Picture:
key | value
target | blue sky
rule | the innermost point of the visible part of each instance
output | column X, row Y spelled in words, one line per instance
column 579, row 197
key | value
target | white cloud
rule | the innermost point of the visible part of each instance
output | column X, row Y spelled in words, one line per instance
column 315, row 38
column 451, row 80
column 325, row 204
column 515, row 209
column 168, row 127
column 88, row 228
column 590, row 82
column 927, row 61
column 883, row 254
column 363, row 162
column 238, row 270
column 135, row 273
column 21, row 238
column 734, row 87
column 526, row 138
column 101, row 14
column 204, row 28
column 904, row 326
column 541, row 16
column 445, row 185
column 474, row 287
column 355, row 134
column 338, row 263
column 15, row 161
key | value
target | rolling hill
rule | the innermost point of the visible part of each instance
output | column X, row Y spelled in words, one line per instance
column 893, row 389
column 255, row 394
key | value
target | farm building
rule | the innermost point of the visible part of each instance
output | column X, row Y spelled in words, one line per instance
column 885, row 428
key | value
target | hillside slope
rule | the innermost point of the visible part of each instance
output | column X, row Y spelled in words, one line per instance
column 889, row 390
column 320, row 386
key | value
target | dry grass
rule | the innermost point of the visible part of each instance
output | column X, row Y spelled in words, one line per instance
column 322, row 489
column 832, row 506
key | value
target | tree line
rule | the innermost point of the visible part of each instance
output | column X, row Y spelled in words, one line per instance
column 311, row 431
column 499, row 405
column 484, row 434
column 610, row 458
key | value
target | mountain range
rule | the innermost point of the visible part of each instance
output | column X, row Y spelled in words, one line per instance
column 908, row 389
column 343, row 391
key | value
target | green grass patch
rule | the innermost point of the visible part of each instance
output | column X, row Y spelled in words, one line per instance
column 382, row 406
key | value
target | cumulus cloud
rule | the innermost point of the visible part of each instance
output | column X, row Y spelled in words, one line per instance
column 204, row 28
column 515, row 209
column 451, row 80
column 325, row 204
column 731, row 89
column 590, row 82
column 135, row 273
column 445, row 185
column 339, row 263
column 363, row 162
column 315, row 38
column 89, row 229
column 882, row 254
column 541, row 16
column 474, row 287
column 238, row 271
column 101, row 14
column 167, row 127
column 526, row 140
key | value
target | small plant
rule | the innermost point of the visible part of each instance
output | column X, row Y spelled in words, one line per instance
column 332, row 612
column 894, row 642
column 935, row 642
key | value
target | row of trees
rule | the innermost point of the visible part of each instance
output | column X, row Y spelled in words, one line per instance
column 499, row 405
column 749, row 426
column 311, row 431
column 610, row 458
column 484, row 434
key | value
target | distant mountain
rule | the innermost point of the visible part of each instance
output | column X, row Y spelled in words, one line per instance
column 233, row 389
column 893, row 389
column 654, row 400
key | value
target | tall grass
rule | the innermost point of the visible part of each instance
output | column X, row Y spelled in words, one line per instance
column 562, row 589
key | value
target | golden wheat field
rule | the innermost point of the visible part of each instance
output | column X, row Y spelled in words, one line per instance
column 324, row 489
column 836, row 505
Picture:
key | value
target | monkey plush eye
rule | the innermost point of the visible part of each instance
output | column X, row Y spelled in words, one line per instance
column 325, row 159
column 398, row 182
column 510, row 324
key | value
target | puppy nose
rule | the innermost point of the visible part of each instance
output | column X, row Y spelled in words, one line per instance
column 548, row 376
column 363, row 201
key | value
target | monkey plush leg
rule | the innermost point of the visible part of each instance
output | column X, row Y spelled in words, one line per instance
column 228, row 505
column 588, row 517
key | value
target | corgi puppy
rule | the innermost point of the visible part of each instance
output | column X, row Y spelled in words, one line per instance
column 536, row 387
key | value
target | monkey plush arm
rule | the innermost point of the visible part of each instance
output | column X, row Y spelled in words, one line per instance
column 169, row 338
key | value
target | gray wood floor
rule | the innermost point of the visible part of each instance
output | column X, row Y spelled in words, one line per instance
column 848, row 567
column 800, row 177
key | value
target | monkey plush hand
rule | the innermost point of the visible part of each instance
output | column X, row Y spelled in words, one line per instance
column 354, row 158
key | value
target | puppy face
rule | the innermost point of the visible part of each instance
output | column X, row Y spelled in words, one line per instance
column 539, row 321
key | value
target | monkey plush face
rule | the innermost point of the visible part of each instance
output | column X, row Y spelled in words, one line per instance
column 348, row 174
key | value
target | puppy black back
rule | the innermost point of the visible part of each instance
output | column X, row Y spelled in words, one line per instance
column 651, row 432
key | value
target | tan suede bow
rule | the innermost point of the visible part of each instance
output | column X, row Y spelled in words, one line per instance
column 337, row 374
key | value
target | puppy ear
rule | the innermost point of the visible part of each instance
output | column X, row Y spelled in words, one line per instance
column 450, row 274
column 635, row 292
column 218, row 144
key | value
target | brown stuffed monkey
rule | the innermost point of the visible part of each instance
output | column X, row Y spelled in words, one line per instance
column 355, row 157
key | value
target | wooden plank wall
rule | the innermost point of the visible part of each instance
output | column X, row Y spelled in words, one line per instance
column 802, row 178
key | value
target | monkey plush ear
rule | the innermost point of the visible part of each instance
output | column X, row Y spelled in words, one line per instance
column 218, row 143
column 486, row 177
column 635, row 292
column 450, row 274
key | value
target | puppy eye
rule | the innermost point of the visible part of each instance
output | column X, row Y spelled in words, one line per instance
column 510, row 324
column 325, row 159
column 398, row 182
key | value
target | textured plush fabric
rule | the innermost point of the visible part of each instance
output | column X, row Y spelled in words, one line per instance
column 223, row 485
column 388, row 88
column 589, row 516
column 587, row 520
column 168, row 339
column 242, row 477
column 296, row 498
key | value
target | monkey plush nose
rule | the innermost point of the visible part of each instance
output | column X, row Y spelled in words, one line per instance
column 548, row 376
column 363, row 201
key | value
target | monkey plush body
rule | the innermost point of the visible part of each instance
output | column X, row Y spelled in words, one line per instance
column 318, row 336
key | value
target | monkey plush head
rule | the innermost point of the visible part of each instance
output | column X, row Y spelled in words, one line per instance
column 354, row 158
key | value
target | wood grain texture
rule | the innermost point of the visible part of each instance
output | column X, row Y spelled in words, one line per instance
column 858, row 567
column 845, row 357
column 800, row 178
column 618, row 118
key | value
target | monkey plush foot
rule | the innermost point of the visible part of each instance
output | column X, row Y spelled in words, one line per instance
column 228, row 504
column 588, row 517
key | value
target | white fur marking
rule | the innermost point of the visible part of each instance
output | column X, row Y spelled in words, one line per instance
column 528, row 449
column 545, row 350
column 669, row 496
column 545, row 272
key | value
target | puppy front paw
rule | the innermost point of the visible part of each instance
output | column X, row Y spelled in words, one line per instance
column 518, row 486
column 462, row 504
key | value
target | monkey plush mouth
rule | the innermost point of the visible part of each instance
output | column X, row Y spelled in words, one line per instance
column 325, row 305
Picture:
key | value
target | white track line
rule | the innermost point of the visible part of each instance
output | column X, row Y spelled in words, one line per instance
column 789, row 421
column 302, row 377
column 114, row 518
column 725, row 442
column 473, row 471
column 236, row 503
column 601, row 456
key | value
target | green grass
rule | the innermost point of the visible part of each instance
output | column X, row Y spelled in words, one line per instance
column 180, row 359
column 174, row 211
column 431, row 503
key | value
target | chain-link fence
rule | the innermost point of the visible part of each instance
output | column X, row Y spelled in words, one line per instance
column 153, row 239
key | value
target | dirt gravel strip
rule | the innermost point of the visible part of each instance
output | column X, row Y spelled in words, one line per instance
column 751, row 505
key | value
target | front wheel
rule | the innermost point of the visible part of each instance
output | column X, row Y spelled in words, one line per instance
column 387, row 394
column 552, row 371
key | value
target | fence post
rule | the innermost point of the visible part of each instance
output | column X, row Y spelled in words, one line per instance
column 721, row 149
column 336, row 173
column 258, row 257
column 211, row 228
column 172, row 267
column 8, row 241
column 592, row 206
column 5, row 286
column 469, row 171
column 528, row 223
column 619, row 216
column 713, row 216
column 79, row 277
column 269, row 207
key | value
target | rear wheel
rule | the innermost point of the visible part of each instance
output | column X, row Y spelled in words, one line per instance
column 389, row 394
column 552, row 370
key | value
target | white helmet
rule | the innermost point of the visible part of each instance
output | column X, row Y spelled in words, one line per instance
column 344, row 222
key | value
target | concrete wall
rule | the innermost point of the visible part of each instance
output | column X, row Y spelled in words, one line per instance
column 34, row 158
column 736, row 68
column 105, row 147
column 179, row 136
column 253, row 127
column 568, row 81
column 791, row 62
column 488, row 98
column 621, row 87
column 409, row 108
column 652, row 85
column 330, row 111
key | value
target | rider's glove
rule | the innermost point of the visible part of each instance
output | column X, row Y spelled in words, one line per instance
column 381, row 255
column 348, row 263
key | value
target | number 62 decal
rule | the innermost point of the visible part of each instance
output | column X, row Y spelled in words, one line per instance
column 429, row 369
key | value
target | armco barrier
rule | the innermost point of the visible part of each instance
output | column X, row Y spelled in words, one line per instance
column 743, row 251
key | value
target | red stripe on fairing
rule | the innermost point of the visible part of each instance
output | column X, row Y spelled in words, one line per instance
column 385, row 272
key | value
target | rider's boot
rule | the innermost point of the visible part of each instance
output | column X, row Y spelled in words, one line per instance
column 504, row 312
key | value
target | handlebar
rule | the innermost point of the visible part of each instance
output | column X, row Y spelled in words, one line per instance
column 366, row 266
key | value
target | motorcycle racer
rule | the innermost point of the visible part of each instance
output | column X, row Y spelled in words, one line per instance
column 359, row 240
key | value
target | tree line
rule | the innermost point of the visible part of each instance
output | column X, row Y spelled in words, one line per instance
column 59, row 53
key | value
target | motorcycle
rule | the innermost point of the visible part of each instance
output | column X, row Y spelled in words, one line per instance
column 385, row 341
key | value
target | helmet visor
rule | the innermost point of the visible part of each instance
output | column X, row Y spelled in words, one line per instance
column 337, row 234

========

Show each line above that contains the string "front", copied without changes.

Output of the exercise:
target | puppy front paw
target | front wheel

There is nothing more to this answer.